-- start SUPPLIED ENTRIES --

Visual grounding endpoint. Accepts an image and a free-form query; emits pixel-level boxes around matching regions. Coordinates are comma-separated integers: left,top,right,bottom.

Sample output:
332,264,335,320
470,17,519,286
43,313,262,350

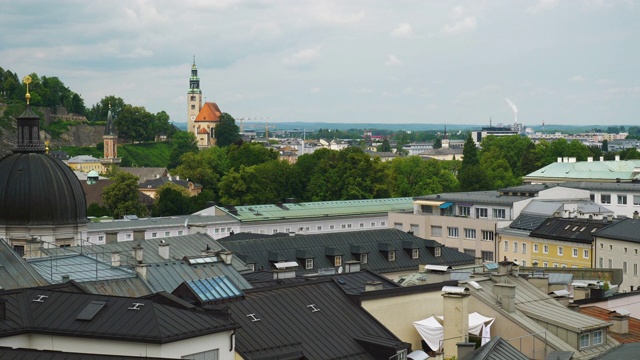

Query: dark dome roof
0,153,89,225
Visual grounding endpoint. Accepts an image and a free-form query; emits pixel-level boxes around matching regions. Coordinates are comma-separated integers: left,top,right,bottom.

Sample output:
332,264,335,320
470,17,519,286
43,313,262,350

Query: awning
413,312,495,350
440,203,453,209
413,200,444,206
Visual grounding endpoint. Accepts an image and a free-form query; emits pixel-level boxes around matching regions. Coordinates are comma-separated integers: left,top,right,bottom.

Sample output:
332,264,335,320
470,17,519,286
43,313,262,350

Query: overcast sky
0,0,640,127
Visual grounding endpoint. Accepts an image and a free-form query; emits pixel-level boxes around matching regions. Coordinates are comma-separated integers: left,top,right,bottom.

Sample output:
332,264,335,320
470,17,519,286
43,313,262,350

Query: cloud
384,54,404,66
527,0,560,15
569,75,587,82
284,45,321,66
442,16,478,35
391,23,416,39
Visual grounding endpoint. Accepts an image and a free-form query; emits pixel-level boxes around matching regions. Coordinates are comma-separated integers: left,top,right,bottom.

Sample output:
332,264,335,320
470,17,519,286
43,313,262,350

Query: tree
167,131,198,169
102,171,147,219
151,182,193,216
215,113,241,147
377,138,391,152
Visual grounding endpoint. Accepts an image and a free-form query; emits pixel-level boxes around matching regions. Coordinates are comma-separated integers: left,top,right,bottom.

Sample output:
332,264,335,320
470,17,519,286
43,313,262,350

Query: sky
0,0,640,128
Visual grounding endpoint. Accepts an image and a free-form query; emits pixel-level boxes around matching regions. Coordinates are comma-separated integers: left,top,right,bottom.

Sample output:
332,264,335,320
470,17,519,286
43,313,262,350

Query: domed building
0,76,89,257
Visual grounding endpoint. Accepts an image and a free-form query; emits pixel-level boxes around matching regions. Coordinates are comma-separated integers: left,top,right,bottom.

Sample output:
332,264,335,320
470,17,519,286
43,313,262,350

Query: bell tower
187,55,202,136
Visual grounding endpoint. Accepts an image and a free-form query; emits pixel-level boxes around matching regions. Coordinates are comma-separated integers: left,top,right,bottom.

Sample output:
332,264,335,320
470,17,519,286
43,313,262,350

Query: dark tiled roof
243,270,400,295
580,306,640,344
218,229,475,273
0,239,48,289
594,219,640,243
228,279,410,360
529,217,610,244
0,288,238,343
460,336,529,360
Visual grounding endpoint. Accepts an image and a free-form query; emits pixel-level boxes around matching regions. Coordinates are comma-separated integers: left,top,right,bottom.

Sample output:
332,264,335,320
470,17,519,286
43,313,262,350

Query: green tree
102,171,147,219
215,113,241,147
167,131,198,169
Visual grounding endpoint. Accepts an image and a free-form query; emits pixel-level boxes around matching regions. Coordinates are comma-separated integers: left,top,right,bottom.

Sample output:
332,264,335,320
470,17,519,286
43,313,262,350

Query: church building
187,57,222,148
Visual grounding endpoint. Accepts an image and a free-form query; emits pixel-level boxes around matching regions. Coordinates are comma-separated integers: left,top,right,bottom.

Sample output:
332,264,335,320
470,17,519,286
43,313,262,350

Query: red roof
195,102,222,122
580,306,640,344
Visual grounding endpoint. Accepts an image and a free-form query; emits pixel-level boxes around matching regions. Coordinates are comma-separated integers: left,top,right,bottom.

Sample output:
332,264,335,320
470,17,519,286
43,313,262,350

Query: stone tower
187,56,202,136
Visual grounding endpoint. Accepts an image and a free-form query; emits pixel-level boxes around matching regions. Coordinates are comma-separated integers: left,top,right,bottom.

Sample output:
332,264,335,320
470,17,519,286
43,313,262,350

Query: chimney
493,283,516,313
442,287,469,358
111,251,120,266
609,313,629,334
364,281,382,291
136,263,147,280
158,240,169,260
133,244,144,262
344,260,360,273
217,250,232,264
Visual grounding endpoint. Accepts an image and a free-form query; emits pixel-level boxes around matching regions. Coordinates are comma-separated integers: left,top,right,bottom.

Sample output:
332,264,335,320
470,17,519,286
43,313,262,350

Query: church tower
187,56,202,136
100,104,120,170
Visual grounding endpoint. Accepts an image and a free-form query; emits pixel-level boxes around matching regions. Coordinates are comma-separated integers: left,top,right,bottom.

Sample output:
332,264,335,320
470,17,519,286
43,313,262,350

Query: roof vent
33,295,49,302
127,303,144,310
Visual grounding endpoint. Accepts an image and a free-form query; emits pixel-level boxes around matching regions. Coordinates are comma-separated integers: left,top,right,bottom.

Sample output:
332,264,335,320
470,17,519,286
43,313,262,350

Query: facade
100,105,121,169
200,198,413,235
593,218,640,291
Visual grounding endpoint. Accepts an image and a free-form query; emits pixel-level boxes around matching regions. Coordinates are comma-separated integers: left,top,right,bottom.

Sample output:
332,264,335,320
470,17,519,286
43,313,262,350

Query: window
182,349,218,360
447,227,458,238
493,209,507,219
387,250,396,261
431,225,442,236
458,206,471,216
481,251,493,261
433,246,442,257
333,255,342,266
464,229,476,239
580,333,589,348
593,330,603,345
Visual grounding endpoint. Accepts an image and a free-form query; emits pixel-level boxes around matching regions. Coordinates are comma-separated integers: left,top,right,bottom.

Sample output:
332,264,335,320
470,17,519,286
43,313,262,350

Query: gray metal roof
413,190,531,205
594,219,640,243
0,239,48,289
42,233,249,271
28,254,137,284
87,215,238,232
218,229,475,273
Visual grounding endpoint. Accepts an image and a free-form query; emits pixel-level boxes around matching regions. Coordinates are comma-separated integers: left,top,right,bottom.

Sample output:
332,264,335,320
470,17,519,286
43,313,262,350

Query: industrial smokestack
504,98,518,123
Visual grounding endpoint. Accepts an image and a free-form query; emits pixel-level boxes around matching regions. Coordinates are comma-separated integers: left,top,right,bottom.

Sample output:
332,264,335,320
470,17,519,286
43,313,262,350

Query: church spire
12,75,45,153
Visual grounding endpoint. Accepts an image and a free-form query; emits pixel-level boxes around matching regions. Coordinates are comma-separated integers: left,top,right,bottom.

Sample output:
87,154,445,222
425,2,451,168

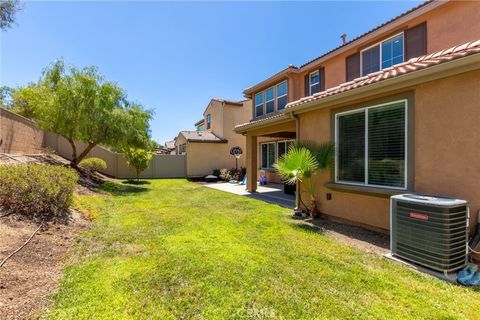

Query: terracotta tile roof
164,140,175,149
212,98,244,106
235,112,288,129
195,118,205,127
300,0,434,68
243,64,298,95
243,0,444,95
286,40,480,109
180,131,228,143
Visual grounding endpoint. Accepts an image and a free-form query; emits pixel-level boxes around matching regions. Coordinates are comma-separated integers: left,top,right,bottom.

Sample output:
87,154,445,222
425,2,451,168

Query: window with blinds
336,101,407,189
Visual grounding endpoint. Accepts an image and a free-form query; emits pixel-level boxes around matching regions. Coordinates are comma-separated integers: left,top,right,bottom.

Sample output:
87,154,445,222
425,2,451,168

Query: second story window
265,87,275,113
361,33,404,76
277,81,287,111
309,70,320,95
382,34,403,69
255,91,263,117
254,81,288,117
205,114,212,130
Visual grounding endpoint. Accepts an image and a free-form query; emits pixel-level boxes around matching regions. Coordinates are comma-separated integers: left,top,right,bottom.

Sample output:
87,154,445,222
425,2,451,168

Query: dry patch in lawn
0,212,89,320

-- end SUPPLIED ENTRIES --

- GOAL
Rewrite the entries above, starting from the beginning and going on through the line with "0,0,640,127", and shift every answer box by adding 141 to each of its coordinates. Keep the requests and their sample outputs unchanged, and omit the pictures.

- OUTPUT OF THE TASK
Visual grounding endpoint. Accepts an image and a free-form query; emits pixel-level boxes around matching regions. Coordinates are comma-separated integers: left,top,right,bottom.

Sample output:
332,264,335,320
470,17,519,286
43,313,262,350


Query: dark dome roof
141,294,230,366
Visual grounding endpoint. Accepts an image and a free-form query; emits pixel-level boxes around matching regions. Coordinates are comma-separated integers: left,top,right,bottom.

Sample output:
332,264,335,320
470,17,519,286
43,313,262,350

Query: awning
554,453,636,491
581,344,594,350
554,341,585,347
Visual grounding endpoint. Accepts an image and a free-form query; emits pixel-level boxes around matching regions. Coordinates are comma-separated integers: left,top,right,bottom.

Sample output:
332,264,335,320
470,17,519,286
43,313,262,350

Query: overcast sky
141,141,781,268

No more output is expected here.